### TASK REQUIREMENTS
[1] Name every algorithm that the passage on reinforcement learning mentions by name.
[2] Continue the passage on reinforcement learning from where it stops.

Reinforcement learning is used in cases where your problem is not at all related to data, but you have an environment to live in. Like the world of video games or a city for a car to drive in.
Knowing all the traffic rules in the world doesn't teach an autopilot how to drive on roads. Regardless of how much data is collected, we still can't predict all possible situations. That's why the goal is to minimize errors, not predict all movements.
The main idea for reinforcement learning is survival in an environment. Throw the poor little robot into real life, punish it for mistakes, and reward it for correct actions. The same way we teach our children, right?
A more effective approach here - to build a virtual city and let the driving car learn all its tricks there first. This is exactly how we train autopilots now. Based on a real map, create a virtual city, populate it with pedestrians, and let the car learn to kill as few people as possible. When the robot is reasonably confident in this artificial GTA, it is released for testing on real streets. It’s fun.
There may be two different approaches - model-based and model-free.
Model-based means the machine needs to memorize a map or parts of it. This is a very old approach since an autopilot car can’t memorize the entire planet.
In model-free learning, the machine doesn't remember every move but tries to generalize situations and behave rationally while earning maximum reward.
Remember the news about AI beating a top player in the Go game. Despite it being proven a while ago that the number of combinations in this game exceeds the number of atoms in the universe.
This means the machine couldn’t memorize all combinations and thus won Go (as it did chess). At each turn, it simply chose the best move for each situation, and did it so well as to outsmart a human mind.
This approach is a core concept behind Q-learning and its derivatives (SARSA & DQN). The “Q” in the abbreviation stands for “Quality” as the robot learns to perform the “most practical” action in each situation, and all situations are memorized as a simple Markov process.

### SUPPLIED MATERIAL
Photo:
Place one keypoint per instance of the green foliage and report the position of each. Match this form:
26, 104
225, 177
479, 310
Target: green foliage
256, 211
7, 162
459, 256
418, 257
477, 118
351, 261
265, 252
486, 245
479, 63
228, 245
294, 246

### ANSWERS PROVIDED
[1] Q-learning, SARSA, DQN

[2]
Such a machine can test billions of situations in a virtual environment, remembering which solutions lead to greater rewards. But how can it distinguish previous situations from a completely new one? If a self-driving car is at a crosswalk and the traffic light is green - does it mean it can go now? What happens if an ambulance is approaching with sirens blaring nearby?
The answer today is “nobody knows”. There’s no easy answer. Researchers are constantly searching for it but finding only workarounds. Some manually code all situations which allows them to resolve exceptional cases, like the trolley problem. Others will go deep and let neural networks do the work of figuring things out. This leads us to the evolution of Q-learning called Deep Q-Network (DQN). But they are not a silver bullet either.
Reinforcement learning training seems like real AI to an average person. Because it makes you think, this machine makes decisions in real-life situations! This topic is currently very transparent, advancing at an incredible speed, and merging with a neural network to clean your floor more precisely. The amazing world of technologies!
Humanity has yet to find a task where model-based methods are more effective than model-free ones. But they are great for student experiments and allow individuals to excite their university supervisors with “AI” without much effort.